— Problem requirements —
Rewrite every one of the lines below, requests included, and offset each bounding-box coordinate in the detection results by adding 129 to it. Leave the pictures out of your answer.

Recorded data
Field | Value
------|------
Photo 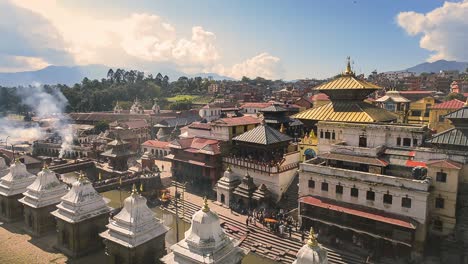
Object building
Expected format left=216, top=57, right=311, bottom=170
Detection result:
left=0, top=157, right=36, bottom=222
left=99, top=185, right=168, bottom=264
left=51, top=174, right=112, bottom=258
left=223, top=124, right=300, bottom=206
left=429, top=99, right=465, bottom=132
left=101, top=137, right=134, bottom=171
left=166, top=137, right=222, bottom=194
left=162, top=198, right=245, bottom=264
left=140, top=140, right=171, bottom=159
left=293, top=228, right=328, bottom=264
left=292, top=61, right=398, bottom=132
left=375, top=91, right=411, bottom=123
left=19, top=166, right=67, bottom=236
left=408, top=96, right=437, bottom=125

— Answer below —
Field | Value
------|------
Photo 
Object building
Expected format left=216, top=57, right=311, bottom=170
Detection result:
left=129, top=286, right=165, bottom=351
left=228, top=314, right=297, bottom=393
left=180, top=303, right=241, bottom=387
left=352, top=253, right=429, bottom=335
left=558, top=228, right=594, bottom=261
left=230, top=266, right=263, bottom=300
left=295, top=266, right=351, bottom=323
left=291, top=327, right=374, bottom=393
left=269, top=269, right=300, bottom=288
left=422, top=357, right=457, bottom=393
left=421, top=190, right=527, bottom=261
left=504, top=220, right=540, bottom=252
left=148, top=295, right=196, bottom=365
left=537, top=225, right=566, bottom=254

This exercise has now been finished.